#### TESTO DA LEGGERE ####

REGGIO CALABRIA «Il Macrì non è l’uomo prestato alla mafia per il soddisfacimento momentaneo di suoi interessi politici, occasionalmente strumentale e idoneo ad assecondarne le strategie, rafforzando il potere del gruppo, è piuttosto colui che ne condivide ideologie, spazi di vita e di tempo libero, momenti riservati». È un ritratto che non lascia spazio a dubbi sulle ragioni che hanno portato il pm Antonio De Bernardo a contestare all’ex presidente del consiglio comunale di Siderno il reato di associazione mafiosa, quello che emerge dall’ordinanza di custodia cautelare “Morsa sugli appalti pubblici” con cui la Dda reggina non solo ha messo a nudo gli assetti della società ndranghetistica di Siderno dominata dal clan Commisso, ma ha fotografato in maniera impietosa un’amministrazione piegata ai voleri, alle esigenze come alle personali idiosincrasie del mastro Giuseppe Commisso e dei suoi accoliti.

####

COSE DA FARE:
[1] Per ognuna delle affermazioni seguenti, indica con sì o no se concorda con il testo da leggere e cita tra virgolette le parole del testo che lo stabiliscono: (a) il reato di associazione mafiosa è stato contestato dal pm Antonio De Bernardo; (b) Macrì viene descritto come un uomo prestato alla mafia solo per soddisfare momentanei interessi politici; (c) la società ndranghetistica di Siderno è dominata dal clan Commisso.
[2] Secondo il testo da leggere, perché a Macrì è stato contestato il reato di associazione mafiosa? Rispondi in una, due o tre frasi.
Le righe non hanno alcun ruolo in questo lavoro.

#### MATERIALE ####

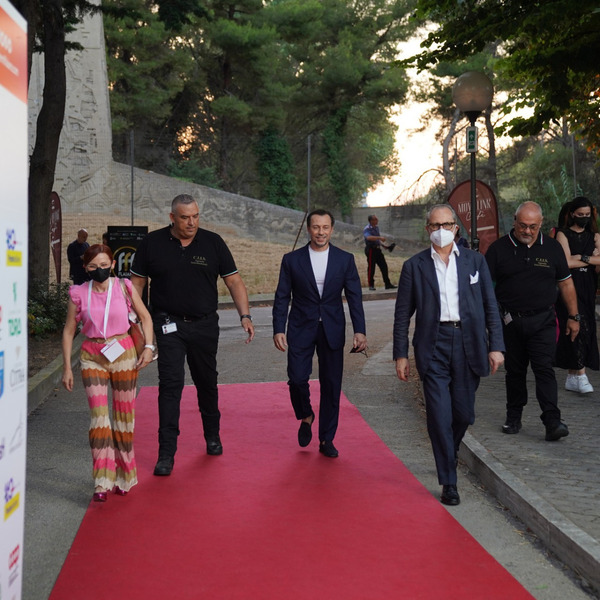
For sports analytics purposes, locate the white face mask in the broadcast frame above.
[429,227,454,248]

####

RISPOSTE IN ORDINE:
[1]
(a) Sì: "il pm Antonio De Bernardo a contestare all’ex presidente del consiglio comunale di Siderno il reato di associazione mafiosa".
(b) No: "Il Macrì non è l’uomo prestato alla mafia per il soddisfacimento momentaneo di suoi interessi politici".
(c) Sì: "la società ndranghetistica di Siderno dominata dal clan Commisso".

[2] Il reato gli è stato contestato perché l'ordinanza lo ritrae come una persona che non è un semplice strumento occasionale della mafia. Lo descrive invece come qualcuno che ne condivide ideologie, spazi di vita e di tempo libero e momenti riservati. Secondo il testo, questo ritratto non lascia dubbi sulle ragioni della contestazione.